▶ **FUENTE**
+ + + +

El Escéptico Digital - Edición 2013 - Número 269
Andrés Carmona Campo
(Artículo publicado originalmente en la bitácora Filosofía en la Red).
¿Pueden tener religión los menores? La pregunta tiene sentido y, además, consecuencias, sobre todo después de la curiosa sentencia de la jueza del Juzgado de Primera Instancia número 26 de Sevilla que obliga a que un menor haga la primera comunión según el rito católico, pese a la oposición de su madre y del propio menor.
La respuesta a la pregunta obliga a elegir entre dos puntos de vista distintos: uno ilustrado y otro comunitarista. Por el primero, la religión es una opción individual y personal que puede tomar cada cual de forma libre y voluntaria si así lo desea. Por el segundo, la religión es una pertenencia o identidad que no se elige sino en la que se nace y que constituye a las personas. Desde luego, no da igual una que otra. La primera es una perspectiva mucho más racionalista, liberal y respetuosa de la autonomía personal y los derechos individuales, la otra es más romántica, comunitarista y tendente a la heteronomía moral y la identidad colectiva.
Lo anterior podría expresarse de otra forma preguntándonos si, respecto de la religión, uno nace o se hace: para el comunitarista lo primero, para el ilustrado lo segundo. Este argumentará que la libertad de conciencia y religiosa exige la libertad de elegir y cambiar de religión para el sujeto del derecho. Aquel responderá que, sin negar ese derecho, también es cierto que, de hecho, todo el mundo nace en el seno de una comunidad (religiosa o no) aunque luego pueda cambiar de religión o ideología abandonando esa comunidad por otra. El comunitarista dirá que el planteamiento ilustrado presupone unos individuos ideológicamente neutros que, en algún momento, se plantean las cuestiones metafísicas, transcendentes y de sentido, y que luego eligen, objetando que eso no ocurre así de hecho: todos los individuos nacen en una familia que les educa en un marco ideológico concreto (religioso o no) y que luego de mayores eligen seguir en él o abandonarlo.

+ + + +

Entradas guardadas:
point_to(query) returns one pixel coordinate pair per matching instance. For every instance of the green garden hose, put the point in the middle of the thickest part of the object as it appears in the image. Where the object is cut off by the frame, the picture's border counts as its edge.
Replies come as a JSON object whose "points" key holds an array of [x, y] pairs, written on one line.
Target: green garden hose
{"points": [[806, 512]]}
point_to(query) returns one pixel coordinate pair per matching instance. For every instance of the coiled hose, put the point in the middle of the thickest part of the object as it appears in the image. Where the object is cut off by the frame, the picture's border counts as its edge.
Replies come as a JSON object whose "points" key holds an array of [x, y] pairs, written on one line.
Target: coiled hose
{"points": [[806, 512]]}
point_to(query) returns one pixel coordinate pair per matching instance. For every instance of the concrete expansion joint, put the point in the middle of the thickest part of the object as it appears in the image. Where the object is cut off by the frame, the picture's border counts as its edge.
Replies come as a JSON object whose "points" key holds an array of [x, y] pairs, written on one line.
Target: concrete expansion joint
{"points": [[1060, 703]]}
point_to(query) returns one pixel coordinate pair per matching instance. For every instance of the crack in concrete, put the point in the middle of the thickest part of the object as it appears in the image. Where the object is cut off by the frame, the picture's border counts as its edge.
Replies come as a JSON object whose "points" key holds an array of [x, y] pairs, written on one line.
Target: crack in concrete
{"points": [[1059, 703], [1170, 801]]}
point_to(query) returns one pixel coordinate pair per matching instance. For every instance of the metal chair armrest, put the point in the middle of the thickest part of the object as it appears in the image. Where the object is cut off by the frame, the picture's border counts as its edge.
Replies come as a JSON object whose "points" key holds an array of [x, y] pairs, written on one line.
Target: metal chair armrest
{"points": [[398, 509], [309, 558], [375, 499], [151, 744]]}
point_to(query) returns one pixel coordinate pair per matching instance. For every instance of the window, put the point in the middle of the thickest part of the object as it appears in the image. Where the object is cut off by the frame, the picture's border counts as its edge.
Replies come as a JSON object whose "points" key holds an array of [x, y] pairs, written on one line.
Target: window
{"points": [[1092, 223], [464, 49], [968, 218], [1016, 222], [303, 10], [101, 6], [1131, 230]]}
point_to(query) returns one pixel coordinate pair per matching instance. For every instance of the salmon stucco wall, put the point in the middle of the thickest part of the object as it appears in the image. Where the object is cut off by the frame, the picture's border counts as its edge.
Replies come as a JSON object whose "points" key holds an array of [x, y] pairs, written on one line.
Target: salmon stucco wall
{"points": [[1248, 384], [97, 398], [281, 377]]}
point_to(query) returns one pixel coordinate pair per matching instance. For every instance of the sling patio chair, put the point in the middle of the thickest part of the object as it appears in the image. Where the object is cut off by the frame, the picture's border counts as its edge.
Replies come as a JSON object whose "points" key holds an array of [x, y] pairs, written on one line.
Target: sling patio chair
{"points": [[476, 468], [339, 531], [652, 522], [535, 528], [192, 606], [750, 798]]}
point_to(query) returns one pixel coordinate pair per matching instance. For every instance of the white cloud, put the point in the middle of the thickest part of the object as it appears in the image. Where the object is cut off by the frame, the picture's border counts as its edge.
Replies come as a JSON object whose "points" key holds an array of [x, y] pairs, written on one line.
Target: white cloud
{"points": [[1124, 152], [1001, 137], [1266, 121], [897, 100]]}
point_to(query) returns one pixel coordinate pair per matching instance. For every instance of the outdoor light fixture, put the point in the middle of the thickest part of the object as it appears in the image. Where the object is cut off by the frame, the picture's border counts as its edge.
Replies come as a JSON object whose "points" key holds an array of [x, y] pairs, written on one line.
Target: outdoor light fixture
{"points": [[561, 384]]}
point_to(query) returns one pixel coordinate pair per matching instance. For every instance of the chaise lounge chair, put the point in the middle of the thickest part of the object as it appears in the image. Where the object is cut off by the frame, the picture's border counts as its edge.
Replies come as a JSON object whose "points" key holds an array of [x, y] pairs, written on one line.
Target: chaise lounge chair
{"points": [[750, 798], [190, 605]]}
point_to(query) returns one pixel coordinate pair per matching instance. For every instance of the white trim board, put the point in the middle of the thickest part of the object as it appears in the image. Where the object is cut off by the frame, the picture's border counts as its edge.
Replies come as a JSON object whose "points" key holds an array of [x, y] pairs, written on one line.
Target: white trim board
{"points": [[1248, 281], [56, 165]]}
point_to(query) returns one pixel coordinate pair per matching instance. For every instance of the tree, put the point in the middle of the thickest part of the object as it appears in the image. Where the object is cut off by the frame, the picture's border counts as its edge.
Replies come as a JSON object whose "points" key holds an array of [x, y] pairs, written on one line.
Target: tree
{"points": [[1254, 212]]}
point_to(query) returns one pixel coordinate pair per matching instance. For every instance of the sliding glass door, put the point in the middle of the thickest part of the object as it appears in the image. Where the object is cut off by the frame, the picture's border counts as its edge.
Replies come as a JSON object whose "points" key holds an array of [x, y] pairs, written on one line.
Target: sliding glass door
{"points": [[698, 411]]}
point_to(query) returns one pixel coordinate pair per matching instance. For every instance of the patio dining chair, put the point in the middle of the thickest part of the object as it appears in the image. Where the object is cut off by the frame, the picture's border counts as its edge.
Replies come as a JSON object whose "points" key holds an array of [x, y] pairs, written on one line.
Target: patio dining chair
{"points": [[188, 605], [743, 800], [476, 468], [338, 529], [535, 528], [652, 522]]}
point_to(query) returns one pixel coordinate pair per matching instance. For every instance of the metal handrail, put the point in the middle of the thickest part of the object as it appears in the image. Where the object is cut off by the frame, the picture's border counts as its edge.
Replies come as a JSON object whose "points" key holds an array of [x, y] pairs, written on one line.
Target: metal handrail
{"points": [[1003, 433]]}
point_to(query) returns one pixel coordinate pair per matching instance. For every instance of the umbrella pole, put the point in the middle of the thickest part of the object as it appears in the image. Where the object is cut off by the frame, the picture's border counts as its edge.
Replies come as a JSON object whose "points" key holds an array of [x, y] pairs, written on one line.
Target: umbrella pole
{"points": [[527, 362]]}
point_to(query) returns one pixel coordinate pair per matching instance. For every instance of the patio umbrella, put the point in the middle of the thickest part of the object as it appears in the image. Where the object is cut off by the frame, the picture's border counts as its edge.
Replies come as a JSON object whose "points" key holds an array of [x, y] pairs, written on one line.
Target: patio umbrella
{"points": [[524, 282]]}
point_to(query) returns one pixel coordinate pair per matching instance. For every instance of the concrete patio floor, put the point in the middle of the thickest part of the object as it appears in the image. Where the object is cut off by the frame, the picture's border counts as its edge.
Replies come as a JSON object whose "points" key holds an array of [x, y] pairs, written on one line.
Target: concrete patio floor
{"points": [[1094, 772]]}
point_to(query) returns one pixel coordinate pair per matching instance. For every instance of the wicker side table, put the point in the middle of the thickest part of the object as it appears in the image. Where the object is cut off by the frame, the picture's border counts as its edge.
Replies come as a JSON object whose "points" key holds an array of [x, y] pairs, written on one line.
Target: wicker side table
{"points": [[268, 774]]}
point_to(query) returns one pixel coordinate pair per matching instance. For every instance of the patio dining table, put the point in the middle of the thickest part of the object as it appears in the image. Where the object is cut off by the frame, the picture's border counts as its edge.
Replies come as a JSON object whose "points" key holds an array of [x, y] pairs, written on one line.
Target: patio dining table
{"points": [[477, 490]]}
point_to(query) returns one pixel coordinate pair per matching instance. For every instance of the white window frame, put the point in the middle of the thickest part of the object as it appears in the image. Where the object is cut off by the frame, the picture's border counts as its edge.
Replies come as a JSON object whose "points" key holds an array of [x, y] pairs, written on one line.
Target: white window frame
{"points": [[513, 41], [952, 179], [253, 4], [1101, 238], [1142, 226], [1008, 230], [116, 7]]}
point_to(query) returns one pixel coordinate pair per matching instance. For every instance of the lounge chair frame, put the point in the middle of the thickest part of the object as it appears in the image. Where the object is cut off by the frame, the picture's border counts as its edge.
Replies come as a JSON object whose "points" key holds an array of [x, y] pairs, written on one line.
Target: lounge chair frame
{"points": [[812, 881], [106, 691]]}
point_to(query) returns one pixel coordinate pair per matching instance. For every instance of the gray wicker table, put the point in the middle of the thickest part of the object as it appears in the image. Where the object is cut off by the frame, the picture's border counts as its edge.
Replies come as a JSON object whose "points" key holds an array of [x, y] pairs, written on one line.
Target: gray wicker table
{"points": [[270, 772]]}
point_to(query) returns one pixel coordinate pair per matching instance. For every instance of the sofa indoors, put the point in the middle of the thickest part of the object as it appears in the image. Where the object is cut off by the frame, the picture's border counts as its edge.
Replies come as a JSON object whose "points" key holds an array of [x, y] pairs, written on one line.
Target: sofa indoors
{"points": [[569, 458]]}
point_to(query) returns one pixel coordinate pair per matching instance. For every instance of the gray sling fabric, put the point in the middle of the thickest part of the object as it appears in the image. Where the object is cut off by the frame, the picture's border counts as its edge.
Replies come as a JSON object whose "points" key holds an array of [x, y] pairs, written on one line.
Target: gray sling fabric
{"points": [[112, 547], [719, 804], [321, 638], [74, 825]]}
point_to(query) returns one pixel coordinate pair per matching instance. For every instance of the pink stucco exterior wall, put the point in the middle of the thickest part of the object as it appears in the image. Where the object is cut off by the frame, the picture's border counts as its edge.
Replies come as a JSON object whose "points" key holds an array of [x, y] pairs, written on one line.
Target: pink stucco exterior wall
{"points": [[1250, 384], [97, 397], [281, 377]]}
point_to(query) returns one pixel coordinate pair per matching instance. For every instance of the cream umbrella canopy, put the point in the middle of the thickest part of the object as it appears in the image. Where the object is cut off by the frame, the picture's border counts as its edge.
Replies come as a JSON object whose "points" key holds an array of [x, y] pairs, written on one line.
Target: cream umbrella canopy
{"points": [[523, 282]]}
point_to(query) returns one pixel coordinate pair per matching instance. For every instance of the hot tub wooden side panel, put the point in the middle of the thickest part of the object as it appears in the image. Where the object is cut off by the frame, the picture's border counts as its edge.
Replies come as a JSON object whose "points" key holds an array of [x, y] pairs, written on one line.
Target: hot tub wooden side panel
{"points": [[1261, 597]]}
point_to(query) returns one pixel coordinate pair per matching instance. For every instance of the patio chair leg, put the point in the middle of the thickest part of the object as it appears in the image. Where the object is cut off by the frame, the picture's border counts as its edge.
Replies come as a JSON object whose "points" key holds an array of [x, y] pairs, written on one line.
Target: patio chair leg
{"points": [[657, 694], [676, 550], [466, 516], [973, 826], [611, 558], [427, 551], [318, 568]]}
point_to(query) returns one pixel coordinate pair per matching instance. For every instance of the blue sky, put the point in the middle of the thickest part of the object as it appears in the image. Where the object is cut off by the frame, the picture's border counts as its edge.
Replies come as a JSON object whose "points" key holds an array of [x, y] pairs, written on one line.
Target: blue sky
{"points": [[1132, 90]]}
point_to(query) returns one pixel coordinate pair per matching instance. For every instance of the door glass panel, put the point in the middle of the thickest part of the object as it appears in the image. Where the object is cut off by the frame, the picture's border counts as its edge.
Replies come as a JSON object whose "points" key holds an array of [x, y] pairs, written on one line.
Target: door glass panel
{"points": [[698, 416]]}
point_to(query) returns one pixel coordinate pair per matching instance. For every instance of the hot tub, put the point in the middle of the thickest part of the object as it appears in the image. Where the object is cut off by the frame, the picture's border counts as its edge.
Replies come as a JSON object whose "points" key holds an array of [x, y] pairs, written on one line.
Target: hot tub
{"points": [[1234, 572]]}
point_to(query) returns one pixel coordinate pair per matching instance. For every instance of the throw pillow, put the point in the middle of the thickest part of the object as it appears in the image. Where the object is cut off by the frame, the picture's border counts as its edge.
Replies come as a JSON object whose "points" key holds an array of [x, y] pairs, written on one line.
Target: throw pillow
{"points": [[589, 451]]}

+ + + +

▶ **TAREAS**
- a) Según el texto sobre la religión de los menores, ¿qué juzgado dictó la sentencia que obliga a un menor a hacer la primera comunión?
- b) Reanuda el texto sobre la religión de los menores a partir de su última oración.
Los datos provienen de otra fuente distinta.

▶ **RESPUESTAS**
- a) El Juzgado de Primera Instancia número 26 de Sevilla.

- b)
En cierto modo ambos llevan razón, y por eso los dos se equivocan. Lo que pasa es que el ilustrado se mueve en el ámbito normativo o del deber ser, mientras que el comunitarista está en el plano del ser o lo que es de hecho. El comunitarista describe lo que efectivamente ocurre, mientras que el ilustrado señala lo que debería ocurrir. El comunitarista cae en la falacia naturalista clásica: el paso del ser al deber ser, justificar lo que de hecho ocurre simplemente porque ocurre. Claro que, por otra parte, el ilustrado cae en el idealismo: pretender que lo que debería ser puede darse en la realidad tal cual automáticamente y sin problemas, lo que no está garantizado de ningún modo[1].
En este texto no somos neutrales: estamos del lado ilustrado. Pero no queremos caer en el idealismo. De esta forma, vamos a entender el ideal ilustrado como un ideal normativo o regulativo que sirva como instancia crítica desde la que juzgar la realidad y pensar formas realistas de acercarnos a ese ideal que siempre será asintótico, tendencial, pero en cuyo intento progresaremos hacia algo mejor o por lo menos nos alejaremos de algo peor.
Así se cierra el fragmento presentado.